# What the task asks:
Transcribe the listing below exactly, leaving out each image.

# Extracted entries:

★ ★ ★ ★

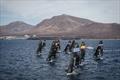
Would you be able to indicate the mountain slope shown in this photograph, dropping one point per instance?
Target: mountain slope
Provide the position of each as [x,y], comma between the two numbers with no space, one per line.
[67,26]
[16,27]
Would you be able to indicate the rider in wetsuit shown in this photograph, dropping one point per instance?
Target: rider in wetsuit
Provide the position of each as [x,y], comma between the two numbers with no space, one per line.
[82,50]
[67,48]
[53,51]
[99,50]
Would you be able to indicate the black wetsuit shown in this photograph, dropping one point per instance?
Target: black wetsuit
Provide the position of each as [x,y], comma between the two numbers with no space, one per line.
[67,48]
[98,51]
[82,54]
[39,49]
[53,51]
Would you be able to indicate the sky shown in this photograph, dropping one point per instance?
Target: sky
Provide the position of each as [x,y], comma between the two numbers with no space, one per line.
[34,11]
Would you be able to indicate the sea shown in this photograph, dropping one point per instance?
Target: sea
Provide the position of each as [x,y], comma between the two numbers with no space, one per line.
[19,61]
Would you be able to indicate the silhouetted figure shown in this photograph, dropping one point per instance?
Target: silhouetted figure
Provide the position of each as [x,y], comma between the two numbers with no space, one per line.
[53,51]
[99,50]
[40,46]
[67,48]
[82,51]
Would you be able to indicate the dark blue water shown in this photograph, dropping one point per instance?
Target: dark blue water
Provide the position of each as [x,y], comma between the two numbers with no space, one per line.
[18,61]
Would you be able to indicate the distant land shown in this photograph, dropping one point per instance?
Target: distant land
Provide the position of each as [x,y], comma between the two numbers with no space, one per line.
[64,26]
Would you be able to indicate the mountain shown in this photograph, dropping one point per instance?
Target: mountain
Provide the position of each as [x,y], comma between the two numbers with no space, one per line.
[15,28]
[68,26]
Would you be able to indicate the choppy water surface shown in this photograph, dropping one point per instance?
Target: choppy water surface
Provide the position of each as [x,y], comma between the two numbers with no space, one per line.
[18,61]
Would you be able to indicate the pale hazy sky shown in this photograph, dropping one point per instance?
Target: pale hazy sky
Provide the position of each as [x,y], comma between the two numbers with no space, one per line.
[34,11]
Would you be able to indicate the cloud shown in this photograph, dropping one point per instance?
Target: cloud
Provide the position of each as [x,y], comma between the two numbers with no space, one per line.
[34,11]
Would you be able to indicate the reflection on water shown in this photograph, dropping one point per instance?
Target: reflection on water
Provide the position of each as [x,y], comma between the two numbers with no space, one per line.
[18,61]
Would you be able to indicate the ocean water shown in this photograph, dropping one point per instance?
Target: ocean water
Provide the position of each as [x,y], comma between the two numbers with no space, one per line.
[18,61]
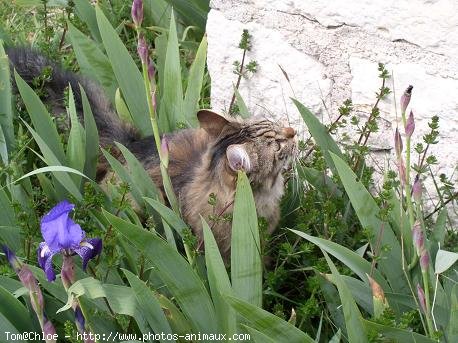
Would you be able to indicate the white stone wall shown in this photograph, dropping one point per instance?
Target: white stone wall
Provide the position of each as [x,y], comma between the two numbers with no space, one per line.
[330,50]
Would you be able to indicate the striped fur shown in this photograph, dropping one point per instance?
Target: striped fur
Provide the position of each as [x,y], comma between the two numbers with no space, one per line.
[202,161]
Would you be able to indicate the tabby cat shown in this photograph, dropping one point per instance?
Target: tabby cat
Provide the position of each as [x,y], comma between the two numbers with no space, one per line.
[202,161]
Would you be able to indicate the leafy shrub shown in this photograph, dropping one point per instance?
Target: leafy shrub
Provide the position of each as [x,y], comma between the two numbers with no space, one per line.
[394,280]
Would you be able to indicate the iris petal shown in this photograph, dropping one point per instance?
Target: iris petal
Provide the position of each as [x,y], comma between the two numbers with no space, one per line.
[59,230]
[87,253]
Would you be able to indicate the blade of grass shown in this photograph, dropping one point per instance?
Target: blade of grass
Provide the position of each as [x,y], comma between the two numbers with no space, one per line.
[129,77]
[195,79]
[171,110]
[219,283]
[353,319]
[175,272]
[246,268]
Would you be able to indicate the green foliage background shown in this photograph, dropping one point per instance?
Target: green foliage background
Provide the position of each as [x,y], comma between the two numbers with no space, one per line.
[142,283]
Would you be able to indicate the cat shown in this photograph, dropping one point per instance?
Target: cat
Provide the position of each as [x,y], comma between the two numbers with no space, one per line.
[202,161]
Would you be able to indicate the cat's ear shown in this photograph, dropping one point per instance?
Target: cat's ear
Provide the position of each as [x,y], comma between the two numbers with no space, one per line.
[211,122]
[238,158]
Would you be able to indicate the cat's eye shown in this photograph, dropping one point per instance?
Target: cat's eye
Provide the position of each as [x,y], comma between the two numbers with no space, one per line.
[276,145]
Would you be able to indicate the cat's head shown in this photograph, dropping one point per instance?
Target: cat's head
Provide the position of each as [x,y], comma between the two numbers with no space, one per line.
[258,146]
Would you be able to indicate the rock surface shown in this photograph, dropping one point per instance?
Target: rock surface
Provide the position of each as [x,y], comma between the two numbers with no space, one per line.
[330,51]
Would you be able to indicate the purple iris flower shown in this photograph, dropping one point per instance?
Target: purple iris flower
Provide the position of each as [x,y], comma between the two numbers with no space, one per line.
[63,235]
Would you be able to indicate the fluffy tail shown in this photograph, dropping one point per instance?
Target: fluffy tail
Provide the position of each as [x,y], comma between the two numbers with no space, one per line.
[29,64]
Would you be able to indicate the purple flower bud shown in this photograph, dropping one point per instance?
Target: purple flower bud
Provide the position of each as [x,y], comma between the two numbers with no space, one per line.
[63,235]
[30,282]
[418,237]
[416,189]
[405,99]
[402,171]
[424,260]
[142,49]
[151,71]
[397,143]
[410,125]
[49,331]
[153,99]
[12,259]
[67,273]
[79,319]
[137,12]
[421,298]
[165,151]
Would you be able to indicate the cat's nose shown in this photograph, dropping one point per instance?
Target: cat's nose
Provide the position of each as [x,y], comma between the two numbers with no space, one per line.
[289,132]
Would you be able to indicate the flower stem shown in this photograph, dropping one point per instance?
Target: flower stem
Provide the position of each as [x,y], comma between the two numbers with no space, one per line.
[429,322]
[167,183]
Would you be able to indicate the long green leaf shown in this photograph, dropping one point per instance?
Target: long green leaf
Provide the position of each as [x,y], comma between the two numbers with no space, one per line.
[175,272]
[14,311]
[86,12]
[319,180]
[41,120]
[149,305]
[120,298]
[92,138]
[359,291]
[452,330]
[191,12]
[76,153]
[139,176]
[157,13]
[52,169]
[195,79]
[6,209]
[51,159]
[368,214]
[168,215]
[124,175]
[320,134]
[93,63]
[219,283]
[353,318]
[6,110]
[171,110]
[267,323]
[129,77]
[257,336]
[356,263]
[246,268]
[243,109]
[399,335]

★ ★ ★ ★

# Your response:
Would you be able to indicate the mountain slope shown in this photograph, dropping one point per instance?
Target: mountain slope
Provide the position of each as [x,y], comma between the two numbers with no space, one per line.
[67,26]
[16,27]
Would you be able to indicate the rider in wetsuit shown in this photograph, dropping one point per instance?
Target: rider in wetsuit
Provide the position of each as [x,y], comma between the two numbers with no space, one per line.
[82,50]
[67,48]
[53,51]
[99,50]
Would you be able to indicate the black wetsuit shown in this photograph, dropping one point per instance?
Target: black wetsuit
Provide the position of each as [x,y], comma between the two numbers with no space, one per line.
[67,48]
[98,51]
[82,54]
[39,49]
[53,51]
Would you be able to indicate the sky shown in this photograph, dropping one point per instance?
Target: sky
Provide the position of each as [x,y], comma between the two numbers with no space, one per line.
[34,11]
Would you be able to indicate the sea shown in this photograph, dropping one point per instance?
Target: sea
Provide the position of each as [x,y], comma between the two numbers with no space, one per line.
[19,61]
Would you be able to indicate the silhouetted figure shown in this photograph, dropping one point per instance?
Target: silhouetted figure
Provide the position of each as [x,y], comma between the two numbers with no space, one per line.
[53,51]
[99,50]
[40,46]
[67,48]
[82,51]
Would you be able to indicate the dark blue water shown in this photograph, dropping one point per instance?
Target: dark blue water
Provide the position of each as [x,y], comma between the two numbers with no space, one per line.
[18,61]
Would you be able to indicate the distant land shown in this photograph, dropping one point per instance?
Target: distant land
Provide the position of each as [x,y], comma between the two numbers with no space, one per line.
[64,26]
Would you be able to indicate the mountain shown in this photograph, dropping one point per instance?
Target: mountain
Provide the position of each as [x,y], comma between the two numbers with no space, one per line.
[15,28]
[68,26]
Would you be able to indicate the choppy water surface shown in this photograph, dropping one point per instance?
Target: choppy water surface
Provide the position of each as [x,y], comma between the two numbers with no space, one per line.
[18,61]
Would you be able to indicate the pale hazy sky shown in this photograph, dropping one point per instance?
Target: pale hazy sky
Provide the position of each as [x,y], comma between the two numbers with no space, one per line.
[34,11]
Would you be able to indicate the cloud shown in this photograph, dropping one point per instance?
Target: cloud
Provide the position of each as [x,y], comma between the two numbers with no space, one per line.
[34,11]
Would you be able to indicate the reflection on water shown in this photograph, dropping one point per instance?
Target: reflection on water
Provide the position of each as [x,y], comma between the two numbers with no space, one per line.
[18,61]
Would you be able to indicate the ocean water shown in this photograph, dropping one point per instance?
Target: ocean water
Provide the position of each as [x,y], comma between the two numbers with no space, one per line.
[18,61]
Would you be able to indicate the white stone wall shown in this photograph, dropping one point per instance?
Target: white stone wall
Provide the position of each as [x,y], comma between the two numbers with no space, one per line.
[330,50]
Would you be able to indicate the striped fur shown in this photograph, dropping one point per instance?
Target: striped fur
Provide the position of each as [x,y], comma between the two numbers with no space, one per line.
[202,161]
Would you be able to indicate the tabby cat shown in this photograph, dropping one point per instance?
Target: tabby cat
Provide the position of each as [x,y], comma between the two numbers with no space, one per line.
[202,161]
Would you be able to indicate the leafy shrub shown in this photograph, dropping one point per instance?
Target: leafy shrub
Provide the position of each as [x,y], comma between the two numbers with no space, one per line.
[394,280]
Would you be able to indicate the iris petal shown in this photograph, dropping one point per instance?
Target: iris petal
Provide the position of each as [x,y], comma between the two numbers with no space, one per line.
[59,230]
[87,253]
Would you be able to indicate the blade of grass shown in this photograph, dropping one point per instance?
Target: blade of grass
Provide the position of each as [x,y], comma between the two numbers with no space, one per line.
[129,77]
[195,79]
[171,110]
[219,283]
[353,319]
[175,272]
[246,268]
Would you be able to indicate the green foliage background shown in this photograph, dropping one point per instance?
Target: green foliage background
Provide the position of each as [x,y], comma between the two numbers with no space, one per line.
[142,283]
Would you be able to indicate the cat shown in this photograph, dropping one point per instance?
Target: cat
Provide the position of each as [x,y], comma between the two numbers with no space, one per line.
[202,161]
Would you be able to indicate the cat's ear shown in this photograph, dropping one point per instance?
Target: cat's ear
Provide the position of each as [x,y], comma between the two numbers with no space, one per line.
[211,122]
[238,158]
Would you be able to indicate the cat's eye shown in this photograph, dropping one point per instance?
Target: cat's eye
Provide the position of each as [x,y], comma between the two numbers with no space, one per line.
[276,145]
Would you be able to indicate the cat's head shown in this photograph, dropping one point per instance?
Target: cat's head
Provide the position of each as [x,y], comma between the two numbers with no space, one per line.
[258,146]
Would you be able to indicate the rock surface shown in this photograph, dropping one point per instance?
Target: rock surface
Provide the position of each as [x,y], comma between the two numbers with no space, one per line.
[330,51]
Would you be able to indicate the purple iris flower shown in this photograph, dropping one point per instance?
Target: purple iris flower
Provide the position of each as [x,y], comma between the two numbers with no space, one per line.
[63,235]
Would you be able to indicate the fluffy tail shown in this photograph, dropping one point per instance?
Target: fluffy tail
Provide the position of each as [x,y], comma between the two numbers with no space, one per line.
[29,64]
Would you be able to indicate the purple flower bud shown in this photograph, dropping one point per instance?
Target: purple flower bud
Provide the position of each as [x,y], comma between the two numbers with no space, one per line.
[63,235]
[30,282]
[418,237]
[416,189]
[405,99]
[402,171]
[424,260]
[142,49]
[151,71]
[397,143]
[410,125]
[49,331]
[153,99]
[12,259]
[67,273]
[79,319]
[137,12]
[421,298]
[165,151]
Would you be able to indicate the cat's nose shown in this photograph, dropping one point per instance?
Target: cat's nose
Provide the position of each as [x,y], comma between the two numbers with no space, one per line.
[289,132]
Would you be able to indicate the flower stem shown in this photograph, dropping one point per instance?
Target: flower stem
Provide the position of each as [x,y], comma between the two numbers with no space, one per line.
[429,322]
[167,183]
Would you be able to indicate the long green leaf shown in this photograph, dropping one point per instance?
Target: long green leaf
Provide the position of each as [x,y], comma between the two numbers with no space, one per line.
[175,272]
[14,311]
[86,12]
[319,180]
[41,120]
[149,305]
[120,298]
[92,138]
[359,291]
[452,330]
[191,12]
[76,153]
[139,176]
[157,13]
[52,169]
[195,79]
[6,209]
[51,159]
[368,214]
[168,215]
[124,175]
[320,134]
[93,63]
[219,283]
[353,318]
[6,110]
[171,110]
[267,323]
[129,77]
[257,336]
[356,263]
[246,268]
[243,109]
[399,335]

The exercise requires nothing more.